---- Reading passage

Because the STM counter is a 64-bit free-running up-counter, reading it
requires an atomic operation to ensure that the value is consistent and
not affected by concurrent updates. Reading the timer does not stop
the counter, so if the counter increments between reading the low and
high parts, it could lead to an incorrect 64-bit counter value if the
increment overflows the first word. The IfxStm_get() function ensures
that the high and low parts of the counter are read atomically,
preventing a race condition that exists when the core reads and the
counter simultaneously increments.
The core’s main loop only needs to synchronise the clock. It will synchronise the root clock and its entire tree of sub-clocks.
while (1) {
clock64_sync(STM0_TIM_clock64());
}Having three separate timers allows separating the usage for different cores, e.g. one STM root clock for each core on a three-core TriCore.
Future Work
One could imagine a clock divisor: a special kind of clock that scales down a clock by some prescribed divider. This might not be necessary in 64 bits, since thousands of years is a pretty long time to worry about overflow. But a 32-bit variant could be useful for applications that require shorter time intervals and want to save memory and computation time.
There could be a clock with an expiry time, also known as a “timer.” It acts as a clock that ticks until it reaches a specified expiry time, at which point it stops ticking and can trigger an event or callback. This would be useful for implementing timeouts and delays.
In summary, the Infineon STM peripheral provides a powerful and flexible
timing solution for automotive applications. By abstracting it into a
clock64 interface, the developer can create a versatile timing system
that can be easily integrated into various applications, allowing for
precise time measurement and event scheduling.
“Living there you’ll be free, If you truly wish to be.”—Wonka
On-Chip Debug Support. In AURIX microcontrollers, OCDS is a hardware feature that provides low‑level debug access. It allows tools (debuggers and tracers) to interact with the microcontroller while it runs.↩︎

--------
---- Information shown

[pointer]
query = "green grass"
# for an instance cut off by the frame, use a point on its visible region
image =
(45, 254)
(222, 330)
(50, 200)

--------
---- Information shown

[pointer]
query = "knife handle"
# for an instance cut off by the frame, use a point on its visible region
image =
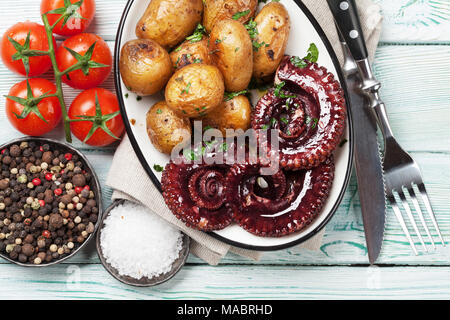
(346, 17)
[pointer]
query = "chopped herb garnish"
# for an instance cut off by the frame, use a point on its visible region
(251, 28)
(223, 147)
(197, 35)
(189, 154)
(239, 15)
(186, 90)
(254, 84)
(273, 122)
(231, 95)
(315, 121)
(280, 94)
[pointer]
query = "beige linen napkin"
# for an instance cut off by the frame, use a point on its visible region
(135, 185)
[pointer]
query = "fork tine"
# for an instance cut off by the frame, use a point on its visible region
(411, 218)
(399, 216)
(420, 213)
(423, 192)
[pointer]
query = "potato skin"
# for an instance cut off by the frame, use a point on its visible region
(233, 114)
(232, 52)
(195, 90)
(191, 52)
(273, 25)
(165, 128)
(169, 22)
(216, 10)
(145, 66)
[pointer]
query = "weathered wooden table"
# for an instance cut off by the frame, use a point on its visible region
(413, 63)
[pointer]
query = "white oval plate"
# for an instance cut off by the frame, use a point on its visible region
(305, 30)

--------
---- Information shown

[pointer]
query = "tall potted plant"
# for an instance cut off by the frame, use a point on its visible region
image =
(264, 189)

--------

- _Required tasks_
(a) In the STM timer text, what is a clock with an expiry time also known as?
(b) Copy the passage of the STM timer text that runs from "Future Work" up to and including "timeouts and delays.".

- _Answers to each task_
(a) A "timer."

(b)
Future Work
One could imagine a clock divisor: a special kind of clock that scales down a clock by some prescribed divider. This might not be necessary in 64 bits, since thousands of years is a pretty long time to worry about overflow. But a 32-bit variant could be useful for applications that require shorter time intervals and want to save memory and computation time.
There could be a clock with an expiry time, also known as a “timer.” It acts as a clock that ticks until it reaches a specified expiry time, at which point it stops ticking and can trigger an event or callback. This would be useful for implementing timeouts and delays.